▶ [STUDY MATERIAL]
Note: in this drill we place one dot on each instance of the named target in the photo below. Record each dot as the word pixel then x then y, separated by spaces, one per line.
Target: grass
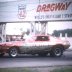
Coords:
pixel 66 69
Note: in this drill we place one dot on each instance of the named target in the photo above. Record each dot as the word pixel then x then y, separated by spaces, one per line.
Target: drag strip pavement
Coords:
pixel 36 61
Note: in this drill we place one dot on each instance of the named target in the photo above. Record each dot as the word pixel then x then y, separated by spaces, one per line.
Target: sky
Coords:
pixel 16 28
pixel 59 26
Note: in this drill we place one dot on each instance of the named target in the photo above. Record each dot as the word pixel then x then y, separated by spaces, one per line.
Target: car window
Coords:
pixel 42 38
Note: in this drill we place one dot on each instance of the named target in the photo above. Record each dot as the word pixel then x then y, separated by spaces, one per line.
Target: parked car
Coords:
pixel 37 44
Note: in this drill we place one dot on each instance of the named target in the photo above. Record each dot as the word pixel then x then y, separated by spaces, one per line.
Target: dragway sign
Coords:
pixel 36 10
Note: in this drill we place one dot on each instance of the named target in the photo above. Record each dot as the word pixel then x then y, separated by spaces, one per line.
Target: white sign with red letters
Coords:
pixel 36 10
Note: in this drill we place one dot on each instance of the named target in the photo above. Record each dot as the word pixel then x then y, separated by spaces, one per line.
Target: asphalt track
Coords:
pixel 36 61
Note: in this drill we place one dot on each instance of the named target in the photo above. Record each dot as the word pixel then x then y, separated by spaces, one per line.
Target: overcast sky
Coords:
pixel 59 26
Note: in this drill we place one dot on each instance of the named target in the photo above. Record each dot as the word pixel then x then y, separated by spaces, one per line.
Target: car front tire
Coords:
pixel 13 52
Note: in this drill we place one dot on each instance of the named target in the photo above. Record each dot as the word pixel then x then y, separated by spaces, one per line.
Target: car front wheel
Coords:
pixel 1 54
pixel 13 52
pixel 56 52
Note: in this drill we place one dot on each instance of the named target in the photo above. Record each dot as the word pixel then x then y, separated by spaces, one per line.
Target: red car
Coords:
pixel 38 44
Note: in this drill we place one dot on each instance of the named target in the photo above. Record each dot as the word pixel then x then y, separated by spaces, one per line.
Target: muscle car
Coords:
pixel 36 44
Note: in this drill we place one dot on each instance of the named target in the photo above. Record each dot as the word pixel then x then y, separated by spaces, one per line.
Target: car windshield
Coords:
pixel 42 38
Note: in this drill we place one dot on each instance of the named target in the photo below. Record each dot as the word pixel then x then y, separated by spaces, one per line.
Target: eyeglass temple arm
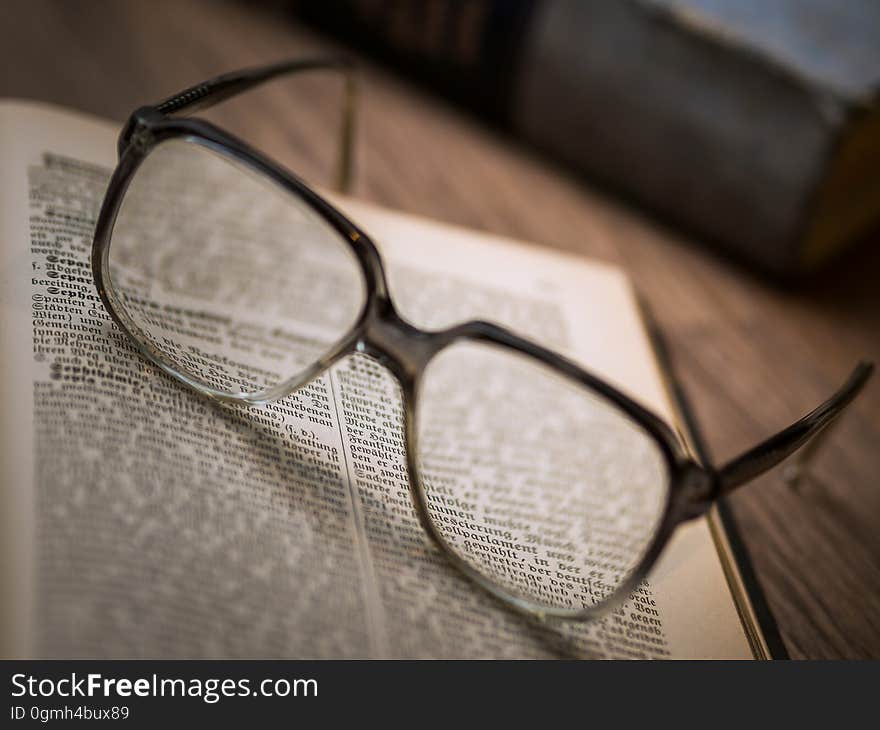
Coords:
pixel 212 92
pixel 771 452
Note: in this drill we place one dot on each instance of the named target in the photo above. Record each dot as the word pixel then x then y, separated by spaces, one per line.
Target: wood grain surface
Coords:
pixel 752 357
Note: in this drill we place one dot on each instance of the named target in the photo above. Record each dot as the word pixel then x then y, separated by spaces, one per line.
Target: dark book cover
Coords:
pixel 753 126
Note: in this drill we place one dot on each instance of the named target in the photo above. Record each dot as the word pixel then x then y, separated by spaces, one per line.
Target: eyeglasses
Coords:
pixel 237 279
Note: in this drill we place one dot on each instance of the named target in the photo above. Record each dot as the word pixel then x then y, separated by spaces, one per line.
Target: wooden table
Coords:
pixel 752 357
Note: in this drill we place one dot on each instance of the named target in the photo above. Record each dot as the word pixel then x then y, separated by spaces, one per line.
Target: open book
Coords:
pixel 138 519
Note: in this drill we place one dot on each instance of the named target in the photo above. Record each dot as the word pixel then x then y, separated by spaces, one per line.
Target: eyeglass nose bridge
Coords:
pixel 390 339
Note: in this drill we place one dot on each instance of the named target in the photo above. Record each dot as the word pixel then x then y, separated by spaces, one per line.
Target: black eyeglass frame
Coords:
pixel 380 332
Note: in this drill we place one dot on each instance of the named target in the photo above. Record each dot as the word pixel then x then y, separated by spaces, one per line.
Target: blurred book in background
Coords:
pixel 753 126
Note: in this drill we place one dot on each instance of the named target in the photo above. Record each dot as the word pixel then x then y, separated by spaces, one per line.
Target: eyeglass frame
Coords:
pixel 405 350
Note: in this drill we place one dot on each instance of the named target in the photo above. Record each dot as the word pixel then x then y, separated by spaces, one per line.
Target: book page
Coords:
pixel 144 520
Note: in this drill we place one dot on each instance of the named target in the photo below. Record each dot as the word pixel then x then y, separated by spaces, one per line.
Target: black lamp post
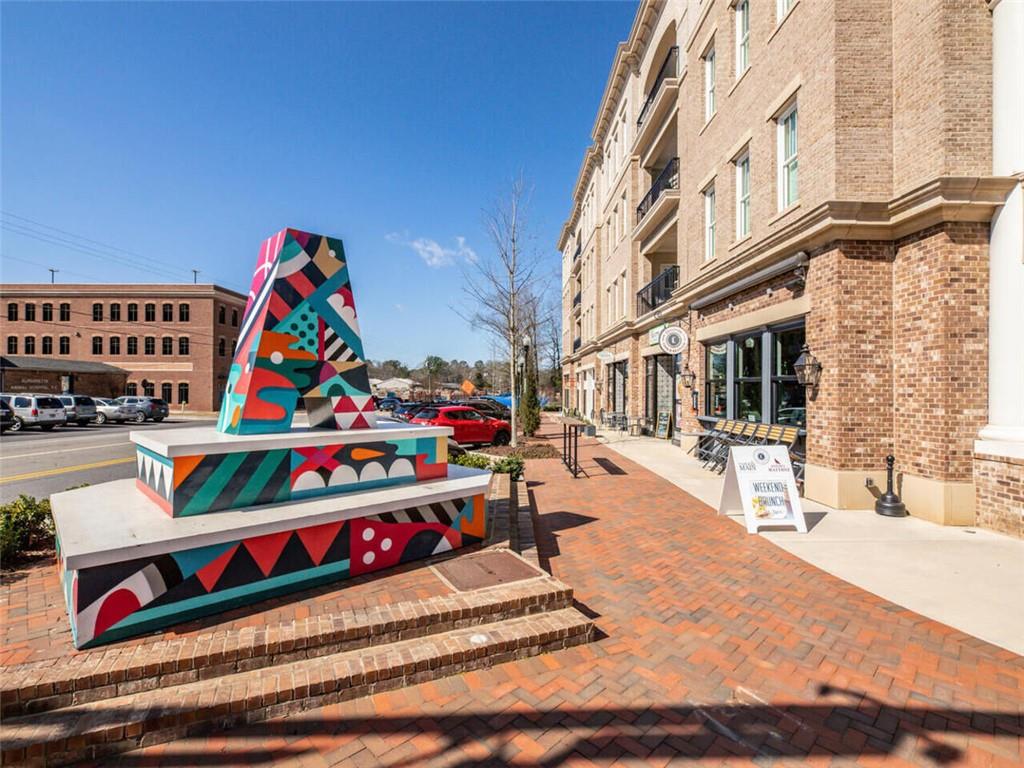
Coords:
pixel 807 368
pixel 889 504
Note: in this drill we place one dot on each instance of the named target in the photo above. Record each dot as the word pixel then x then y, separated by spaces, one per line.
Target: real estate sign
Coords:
pixel 759 481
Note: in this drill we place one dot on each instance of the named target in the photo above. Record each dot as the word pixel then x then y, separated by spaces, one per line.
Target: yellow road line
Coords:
pixel 65 470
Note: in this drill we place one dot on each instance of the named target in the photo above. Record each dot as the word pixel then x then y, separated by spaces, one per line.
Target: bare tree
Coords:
pixel 499 284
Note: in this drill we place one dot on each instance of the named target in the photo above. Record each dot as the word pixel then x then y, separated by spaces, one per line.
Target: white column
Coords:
pixel 1006 307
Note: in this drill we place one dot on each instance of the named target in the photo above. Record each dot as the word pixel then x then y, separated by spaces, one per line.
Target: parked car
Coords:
pixel 108 410
pixel 470 425
pixel 488 408
pixel 148 408
pixel 79 409
pixel 6 417
pixel 41 411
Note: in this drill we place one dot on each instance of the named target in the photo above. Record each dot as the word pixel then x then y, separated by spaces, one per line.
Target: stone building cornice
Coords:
pixel 943 200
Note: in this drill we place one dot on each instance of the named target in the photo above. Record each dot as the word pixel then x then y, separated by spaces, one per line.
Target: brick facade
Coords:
pixel 69 324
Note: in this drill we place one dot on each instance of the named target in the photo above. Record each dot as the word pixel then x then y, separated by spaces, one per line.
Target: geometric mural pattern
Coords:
pixel 197 484
pixel 299 339
pixel 111 602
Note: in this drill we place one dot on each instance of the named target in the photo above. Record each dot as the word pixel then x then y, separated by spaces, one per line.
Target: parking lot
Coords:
pixel 40 463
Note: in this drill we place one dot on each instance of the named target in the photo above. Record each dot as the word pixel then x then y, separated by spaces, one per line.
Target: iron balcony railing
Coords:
pixel 657 291
pixel 667 179
pixel 670 69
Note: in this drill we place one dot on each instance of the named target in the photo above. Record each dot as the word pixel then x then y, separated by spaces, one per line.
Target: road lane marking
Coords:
pixel 9 457
pixel 64 470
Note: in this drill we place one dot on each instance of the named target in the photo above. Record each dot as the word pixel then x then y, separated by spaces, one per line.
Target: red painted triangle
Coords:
pixel 266 549
pixel 317 539
pixel 210 572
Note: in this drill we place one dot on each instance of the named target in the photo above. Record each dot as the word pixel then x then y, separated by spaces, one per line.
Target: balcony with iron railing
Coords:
pixel 657 291
pixel 667 179
pixel 670 69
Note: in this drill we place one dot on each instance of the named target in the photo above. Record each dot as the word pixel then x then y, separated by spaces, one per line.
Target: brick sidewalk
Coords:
pixel 717 644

▶ [EXERCISE]
Copy each of the entries above precisely, and drop whatever pictures they hold.

▶ [RESULT FOR THIS EXERCISE]
Note: in this drill we place one dot on each instance of the named target in the photo below. Record each dot as the word pixel then x then y, separated by spaces, one per line.
Target: grass
Coords:
pixel 66 69
Note: in this drill we place one dot on each instance of the named target in the photo above. Record each dot as the word pixel then x then y, separated by spaces, one per line.
Target: drag strip pavement
Coords:
pixel 36 61
Note: in this drill we place one dot on each instance of the named target in the photo above. Record each dot as the word pixel then x then y, separated by spaces, one per line.
Target: sky
Coords:
pixel 16 28
pixel 59 26
Note: in this drill we place one dot on each instance of the named target in the photo above. Record each dot as the word pixel then x then y, separated by spaces, one per line.
Target: car window
Coords:
pixel 42 38
Note: in this drill we place one dot on each instance of the named target in the photo above. Record each dot as the word pixel then x then y, separated by spaces, one per line.
Target: parked car
Coords:
pixel 37 44
Note: in this drill we place one dot on each instance of the named target in the photo above. Record each dot as the word pixel then x then y, separated by spaces, one per line.
Target: dragway sign
Coords:
pixel 36 10
Note: in this drill we place one dot on each instance of the named target in the photo above. Record each dot as the word pixel then x then y, separated by spaces, one per line.
Target: white sign with red letters
Coords:
pixel 36 10
Note: in this drill we place one dot on each instance of the named target in the photo above. Record each dot as the word pixel then x then y, separated by spaces, one per line.
Target: asphalt track
Coords:
pixel 36 61
Note: in this drill we place one dot on each instance of the named target in the photo above. Record each dot as the word pixel then x then y, separated by spaces, one per line.
Target: overcast sky
Coords:
pixel 59 26
Note: in this drill we place one dot on each instance of the named target in the photo above. Record each dot as the word pixel then x then y, separated by spaces, one per line.
Target: car front tire
Coords:
pixel 13 52
Note: in this drill we place one dot on each instance of the named target in the photo above. Record each dot as the word pixel then x then y, separated by spaces, one per line.
Target: car front wheel
Coords:
pixel 1 54
pixel 13 52
pixel 56 52
Note: in this drill we place one dot on each instance of the named target in the photo above. Record each dot as the word pixel then x then y, separated by spaces, one per line.
Target: red car
Coords:
pixel 38 44
Note: in this drill we place one dot on each instance of the named target in the photo above. Record each dot as the word pixel then x then y, separated by spaces, one per line.
Target: muscle car
Coords:
pixel 36 44
Note: in this drill we place one dot on each instance of the named target in the photo above. Record each dot as the word pixel then x then y, separated by spaces, one per line.
Target: car windshield
Coords:
pixel 42 38
Note: in this drill we place one dot on each instance of the named target in the photo below. Record each dot as the word pixel then x then y, separated by spaces, one per line.
Target: eyeglass temple arm
Coords:
pixel 212 92
pixel 771 452
Note: in this drill we place one dot on each instance of the named target in the photo above. Record each dot as the word pixel then x then y, separated by spaces, one per line.
Target: wood grain surface
Coords:
pixel 752 357
Note: in this drill we place one dot on each instance of the named target in the photo above. Record each dot as the word pixel then x then y, separated by spaces, one per line.
Target: dark book cover
Coords:
pixel 753 126
Note: in this drill we place one dot on each instance of the named target in the photo above. Record each dot as the word pixel then x then y, separated by spaces, one per line.
Target: eyeglasses
Coords:
pixel 237 279
Note: in this drill we place one dot on each instance of the named target in the photo above. Record each dot as the word pixel then x then y, separated by spaces, one per line.
Target: wooden table
Coords:
pixel 752 357
Note: in this drill we place one dot on each instance of the named target in the photo above. Record each dot as the word pixel then x then y, separated by spaces, one per line.
Target: open book
Coords:
pixel 138 519
Note: in this drill we place one dot on each instance of the named target in the photo above. Record each dot as the word pixel then x then y, separated by spaces, one per line.
Target: eyeglass nose bridge
Coords:
pixel 390 339
Note: in this drill we place one dot on each instance of the named target in the photo above. Record each dot as the word pixel then x then y, separated by spaces, one per line.
Target: black eyeglass frame
Coords:
pixel 380 332
Note: in this drill we place one dot on each instance of the named target in the photo above. Record each dot as the word pixel then x then y, separated by spaces, one per line.
Target: blurred book in background
Coords:
pixel 753 126
Note: in this drill we place one dot on each instance of the named target in the photo above. Record each dot as the word pixel then x then y, separated by spaces, one per line.
Target: eyeglass frame
Coords:
pixel 405 350
Note: in this drill we place one dot on each instance of the named target in the photo above. Record each dot as the word pixel then x then y, separated by spaces, one per line.
Target: book page
Coords:
pixel 144 520
Note: in this drill we place one dot on each instance of the named target in the photo below. Record each dot as the word pixel then x then y, separated by spaces, one per line.
Target: black lamp post
Coords:
pixel 807 368
pixel 889 504
Note: in this drill we place one dot on each instance of the named target in the photo above. Record each dot as the word pixel then x then y, separated by spaces, one per line.
Target: real estate sign
Coords:
pixel 759 481
Note: in this drill we place one dot on each instance of the named target in the photo above. Record each dot as the word pixel then x then y, separated by spaces, one per line.
Target: yellow road line
Coords:
pixel 65 470
Note: in this drill we place one dot on each instance of the named target in the photo above. Record each dot as the word pixel then x then y, separated by spaces, one per line.
Target: bare tree
Coords:
pixel 499 284
Note: in this drill we place one dot on each instance of the named target in the photo above. Record each dot as the word pixel then x then y, separated by spaces, one per line.
Target: white column
Coords:
pixel 1006 307
Note: in this drill we place one dot on each instance of the named target in the photo above. Record each dot as the word pixel then x then y, separated by spaces, one per line.
Target: parked car
Coords:
pixel 108 410
pixel 470 425
pixel 488 408
pixel 148 408
pixel 79 409
pixel 6 417
pixel 41 411
Note: in this drill we place one dot on each instance of the named target in the photo above. Record each dot as the word pixel then x then y, separated by spaces, one per line.
Target: stone building cornice
Coords:
pixel 943 200
Note: in this drill we place one dot on each instance of the named target in the photo above. Record each dot as the word pixel then x then y, separated by spaces, one per line.
Target: brick facade
Coords:
pixel 69 324
Note: in this drill we place one dot on each instance of the named target in the photo above. Record each dot as the word pixel then x then y, separated by spaces, one per line.
Target: geometric mural pattern
Coords:
pixel 197 484
pixel 299 339
pixel 111 602
Note: in this drill we place one dot on each instance of the named target in the photo above. Record each dot as the word pixel then x then y, separated by spaces, one per line.
Target: parking lot
Coords:
pixel 40 463
Note: in this drill we place one dot on each instance of the named target in the photo above. Record each dot as the word pixel then x then y, separated by spaces, one per line.
Target: iron balcony railing
Coords:
pixel 657 291
pixel 667 179
pixel 670 69
Note: in this drill we place one dot on each instance of the named target in the photo above. Record each dot as the word pixel then x then y, separated by spaces, one per line.
Target: road lane marking
Coords:
pixel 9 457
pixel 64 470
Note: in this drill we place one dot on each instance of the named target in the photo above. Record each dot as the word pixel then x then y, separated by spaces, one per line.
Target: red painted triangle
Coords:
pixel 266 549
pixel 317 539
pixel 210 572
Note: in this drill we place one dot on each instance of the named target in the photo above. Record each dot as the word pixel then x then y, separated by spaces, one per line.
Target: balcony with iron railing
Coords:
pixel 657 291
pixel 667 179
pixel 670 69
Note: in this drill we place one dot on each instance of the named target in the photo above. Record each dot as the word pixel then x then y, separated by spaces, one per line.
Target: brick sidewalk
Coords:
pixel 717 644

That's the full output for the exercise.